Verilen Problem a:
Verilen parçaya göre aşağıdaki soruları cevaplayınız.
(i) Türkiye'deki kirazın yaklaşık yüzde kaçı bölge çiftçilerince üretilmektedir?
(ii) Bakanlık yardımıyla kaldırılması istenen bekleme süresi kaç gündür?
(iii) Kurulmasında son aşamaya gelinen yapı hangisidir?

Verilen Parça:
Çay-Sultandağı Ticaret Odası Başkanı Salih Kaygısız, bölge olarak Allah vergisi güzelliklere sahip olduklarını belirtti. Dünyanın en güzel meyvelerinin Çay-Sultandağı çiftçileri tarafından üretildiğini söyleyen Kaygısız; “Ne yazık ki üretim için verilen emeğin karşılığı alınamıyor. Bu toplantıyı düzenlediği için başta Sultandağı MYO Müdürü Kemal Karayormuk ve Sultandağı İlçe Gıda Tarım ve Hayvancılık Müdürü Halil İbrahim Önder’e teşekkür ediyorum. İnşallah bu imkânlar devam edecek. Bunun için arkadaşlarla birlikte çok emek verdik. İnşallah bu emeklerin karşılığı alınacak. Çünkü Türkiye’de ki kirazın yaklaşık yüzde 25 ile 30’luk oranını sizler üretiyorsunuz. İnşallah bu sene üreticinin malını Çin’e sevk etmek nasip olur. Problemlerden bir tanesi yüz dönümlük arazi şartıdır. Yüz dönüm araziye sahip beş kişi çıkar mı bilemiyorum. Dekar oran şartı kaldırılmalı. Bilindiği üzere dünya da Akdeniz Meyve Sineği olmayan bir bölgede yaşıyoruz. Bu bizim artımız. Çin’in istediği de Akdeniz Sineği olmayan bir bölgeden kiraz almak istiyor. Bir de 16 günlük bekleme süresi var. Bu bekleme süresinin bakanlık yardımıyla kaldırılmasını istiyoruz. Yıllardan beri uğraştığımız Gümrük Laboratuarı kurulmasında son aşamaya gelindi. Bu konuda emek veren Sultandağı Belediye Başkanı Osman Acar’a, TOSYÖV Genel Başkan Başdanışmanı İhsan Beşer’e çok teşekkür ediyorum. Bizlere bu konuda yardım eden siyasilere, Sayın Bakanımıza, Milletvekillerimize, Valimiz Aziz Yıldırım’a da ayrı ayrı teşekkür ediyorum. ” ifadelerine yer verdi.

Verilen Problem b: Kayıtlarda "Reviewer note: confirm that each instance of the horse-drawn" ifadesini içeren satırdan "column 481, row 186" ifadesini içeren satıra kadar, iki uç satır da dahil olmak üzere her şeyi numaralı liste biçiminde yazınız. Boş satırları listeye almayınız.

Nokta etiketleme setinden kayıtlar:
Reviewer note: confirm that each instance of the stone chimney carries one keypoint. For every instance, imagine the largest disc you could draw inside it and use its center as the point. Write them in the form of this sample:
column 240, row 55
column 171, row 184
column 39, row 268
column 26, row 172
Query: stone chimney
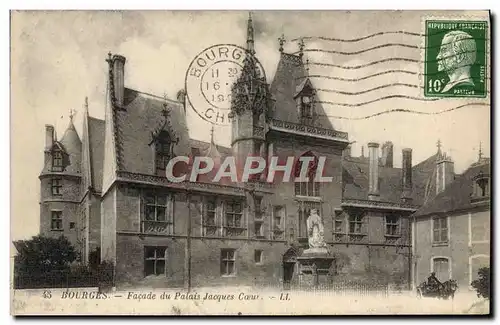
column 387, row 154
column 119, row 78
column 49, row 136
column 347, row 151
column 445, row 174
column 373, row 191
column 406, row 179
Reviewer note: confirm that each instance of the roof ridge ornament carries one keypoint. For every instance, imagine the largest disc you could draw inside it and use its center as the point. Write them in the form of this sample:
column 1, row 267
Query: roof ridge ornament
column 165, row 124
column 281, row 41
column 301, row 48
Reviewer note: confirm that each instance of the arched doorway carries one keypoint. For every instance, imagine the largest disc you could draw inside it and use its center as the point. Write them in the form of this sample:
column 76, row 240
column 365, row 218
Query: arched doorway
column 289, row 262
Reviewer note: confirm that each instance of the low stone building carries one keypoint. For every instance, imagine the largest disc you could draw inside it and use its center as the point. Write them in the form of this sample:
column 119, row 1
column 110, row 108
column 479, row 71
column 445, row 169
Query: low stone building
column 452, row 231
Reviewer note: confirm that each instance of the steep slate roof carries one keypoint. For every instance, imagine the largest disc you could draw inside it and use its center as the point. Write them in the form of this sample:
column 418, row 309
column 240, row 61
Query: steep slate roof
column 142, row 115
column 96, row 143
column 457, row 195
column 288, row 80
column 72, row 145
column 355, row 172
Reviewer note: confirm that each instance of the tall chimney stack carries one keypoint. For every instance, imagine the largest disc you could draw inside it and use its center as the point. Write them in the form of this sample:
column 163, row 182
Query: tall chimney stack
column 49, row 136
column 373, row 191
column 119, row 78
column 445, row 172
column 347, row 151
column 387, row 154
column 406, row 181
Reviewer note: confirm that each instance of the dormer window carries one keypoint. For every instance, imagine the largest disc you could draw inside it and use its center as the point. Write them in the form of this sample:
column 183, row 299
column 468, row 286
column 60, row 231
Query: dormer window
column 163, row 152
column 306, row 107
column 57, row 161
column 481, row 187
column 304, row 98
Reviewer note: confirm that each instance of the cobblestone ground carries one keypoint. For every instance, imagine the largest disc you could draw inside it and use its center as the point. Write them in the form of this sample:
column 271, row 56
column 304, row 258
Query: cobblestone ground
column 243, row 300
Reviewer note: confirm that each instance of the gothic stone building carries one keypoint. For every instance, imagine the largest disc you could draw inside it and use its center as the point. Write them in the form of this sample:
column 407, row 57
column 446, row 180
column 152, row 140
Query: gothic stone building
column 107, row 190
column 452, row 231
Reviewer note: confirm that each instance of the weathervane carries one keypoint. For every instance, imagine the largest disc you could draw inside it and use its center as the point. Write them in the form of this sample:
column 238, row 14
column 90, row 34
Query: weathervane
column 72, row 114
column 281, row 41
column 301, row 48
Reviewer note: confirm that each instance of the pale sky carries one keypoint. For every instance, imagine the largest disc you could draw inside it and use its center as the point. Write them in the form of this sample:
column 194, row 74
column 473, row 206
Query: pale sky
column 58, row 58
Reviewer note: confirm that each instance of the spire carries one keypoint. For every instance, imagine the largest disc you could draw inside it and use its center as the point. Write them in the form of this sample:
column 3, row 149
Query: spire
column 480, row 153
column 72, row 114
column 86, row 106
column 250, row 40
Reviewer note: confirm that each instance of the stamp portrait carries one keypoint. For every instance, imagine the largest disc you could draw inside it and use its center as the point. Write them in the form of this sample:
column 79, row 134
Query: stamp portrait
column 455, row 58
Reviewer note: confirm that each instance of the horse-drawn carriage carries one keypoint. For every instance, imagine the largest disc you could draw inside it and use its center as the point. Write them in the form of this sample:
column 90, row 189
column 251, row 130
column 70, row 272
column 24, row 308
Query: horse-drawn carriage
column 436, row 289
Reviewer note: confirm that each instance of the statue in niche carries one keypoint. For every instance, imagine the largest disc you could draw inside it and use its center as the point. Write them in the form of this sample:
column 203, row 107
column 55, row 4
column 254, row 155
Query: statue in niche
column 315, row 230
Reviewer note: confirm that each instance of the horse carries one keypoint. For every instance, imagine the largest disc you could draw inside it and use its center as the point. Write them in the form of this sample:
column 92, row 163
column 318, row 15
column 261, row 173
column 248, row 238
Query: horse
column 444, row 290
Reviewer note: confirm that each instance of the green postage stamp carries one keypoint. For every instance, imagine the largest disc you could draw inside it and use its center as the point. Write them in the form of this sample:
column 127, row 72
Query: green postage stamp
column 455, row 58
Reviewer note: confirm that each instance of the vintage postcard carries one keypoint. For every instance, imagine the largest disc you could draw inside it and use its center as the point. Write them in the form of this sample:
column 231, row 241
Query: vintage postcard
column 250, row 163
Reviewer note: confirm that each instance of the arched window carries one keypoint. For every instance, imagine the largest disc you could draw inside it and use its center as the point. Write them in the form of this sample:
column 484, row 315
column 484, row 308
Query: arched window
column 57, row 160
column 477, row 262
column 441, row 265
column 310, row 187
column 163, row 151
column 481, row 186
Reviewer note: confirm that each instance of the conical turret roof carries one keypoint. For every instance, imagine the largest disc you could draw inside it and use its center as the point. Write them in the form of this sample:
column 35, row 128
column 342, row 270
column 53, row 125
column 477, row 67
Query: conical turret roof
column 73, row 147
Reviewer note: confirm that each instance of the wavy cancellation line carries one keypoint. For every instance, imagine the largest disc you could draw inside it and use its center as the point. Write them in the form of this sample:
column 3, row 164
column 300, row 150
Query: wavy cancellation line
column 379, row 99
column 376, row 47
column 404, row 110
column 352, row 40
column 360, row 78
column 354, row 67
column 396, row 84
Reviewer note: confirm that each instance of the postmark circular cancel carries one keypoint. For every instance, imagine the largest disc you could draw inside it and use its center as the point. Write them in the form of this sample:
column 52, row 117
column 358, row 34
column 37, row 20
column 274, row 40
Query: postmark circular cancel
column 211, row 76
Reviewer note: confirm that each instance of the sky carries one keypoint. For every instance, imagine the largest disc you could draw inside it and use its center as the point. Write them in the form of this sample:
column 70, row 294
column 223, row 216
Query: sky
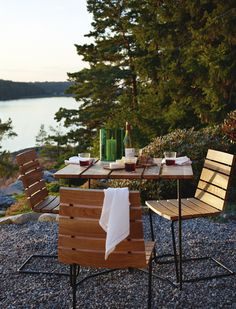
column 37, row 38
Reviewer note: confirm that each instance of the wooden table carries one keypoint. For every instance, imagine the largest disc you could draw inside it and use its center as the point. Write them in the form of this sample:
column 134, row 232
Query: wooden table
column 97, row 171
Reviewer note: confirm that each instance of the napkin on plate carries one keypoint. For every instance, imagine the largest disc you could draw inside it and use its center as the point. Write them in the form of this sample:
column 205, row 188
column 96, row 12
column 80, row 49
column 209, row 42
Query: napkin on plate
column 75, row 160
column 72, row 160
column 183, row 161
column 115, row 217
column 180, row 161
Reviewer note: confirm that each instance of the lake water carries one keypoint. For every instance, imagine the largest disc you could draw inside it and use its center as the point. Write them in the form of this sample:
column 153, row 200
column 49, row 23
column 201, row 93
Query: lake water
column 27, row 115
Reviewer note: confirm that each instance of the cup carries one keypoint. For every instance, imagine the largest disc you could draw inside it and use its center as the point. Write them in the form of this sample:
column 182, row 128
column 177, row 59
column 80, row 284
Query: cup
column 84, row 158
column 130, row 164
column 170, row 157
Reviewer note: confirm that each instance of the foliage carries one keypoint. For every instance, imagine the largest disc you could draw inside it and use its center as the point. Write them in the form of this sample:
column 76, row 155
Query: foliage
column 161, row 65
column 229, row 126
column 6, row 166
column 21, row 206
column 41, row 138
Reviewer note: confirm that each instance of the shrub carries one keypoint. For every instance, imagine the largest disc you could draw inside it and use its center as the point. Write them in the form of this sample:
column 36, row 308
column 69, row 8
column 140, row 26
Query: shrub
column 191, row 143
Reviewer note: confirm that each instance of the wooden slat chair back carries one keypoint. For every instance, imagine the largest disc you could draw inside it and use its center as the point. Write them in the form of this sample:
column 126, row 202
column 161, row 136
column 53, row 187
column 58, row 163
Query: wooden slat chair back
column 211, row 193
column 35, row 188
column 82, row 240
column 210, row 199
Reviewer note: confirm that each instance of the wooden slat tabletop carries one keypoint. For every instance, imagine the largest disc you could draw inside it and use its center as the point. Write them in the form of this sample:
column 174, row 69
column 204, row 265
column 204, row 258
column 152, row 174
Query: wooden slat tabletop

Nihai Sonuç a:
(i) Yaklaşık yüzde 25 ile 30'u
(ii) 16 gün
(iii) Gümrük Laboratuarı

Nihai Sonuç b:
1. Reviewer note: confirm that each instance of the horse-drawn carriage carries one keypoint. For every instance, imagine the largest disc you could draw inside it and use its center as the point. Write them in the form of this sample:
2. column 90, row 189
3. column 251, row 130
4. column 70, row 272
5. column 24, row 308
6. Query: horse-drawn carriage
7. column 436, row 289
8. Reviewer note: confirm that each instance of the statue in niche carries one keypoint. For every instance, imagine the largest disc you could draw inside it and use its center as the point. Write them in the form of this sample:
9. column 203, row 107
10. column 55, row 4
11. column 254, row 155
12. Query: statue in niche
13. column 315, row 230
14. Reviewer note: confirm that each instance of the horse carries one keypoint. For every instance, imagine the largest disc you could draw inside it and use its center as the point. Write them in the form of this sample:
15. column 92, row 163
16. column 318, row 15
17. column 261, row 173
18. column 248, row 238
19. Query: horse
20. column 444, row 290
21. Reviewer note: confirm that each instance of the green postage stamp carries one keypoint. For every instance, imagine the largest disc you could draw inside it and use its center as the point. Write them in the form of this sample:
22. column 127, row 72
23. Query: green postage stamp
24. column 455, row 58
25. Reviewer note: confirm that each instance of the vintage postcard carries one keypoint. For every instance, imagine the largest disc you could draw inside it and use its center as the point. Write them in the form of this sample:
26. column 231, row 241
27. Query: vintage postcard
28. column 250, row 163
29. Reviewer note: confirm that each instance of the arched window carries one keypoint. For every instance, imagine the largest disc you could draw inside it and use its center as the point. Write them in the form of this sample:
30. column 484, row 315
31. column 484, row 308
32. Query: arched window
33. column 57, row 160
34. column 477, row 262
35. column 441, row 265
36. column 310, row 187
37. column 163, row 151
38. column 481, row 186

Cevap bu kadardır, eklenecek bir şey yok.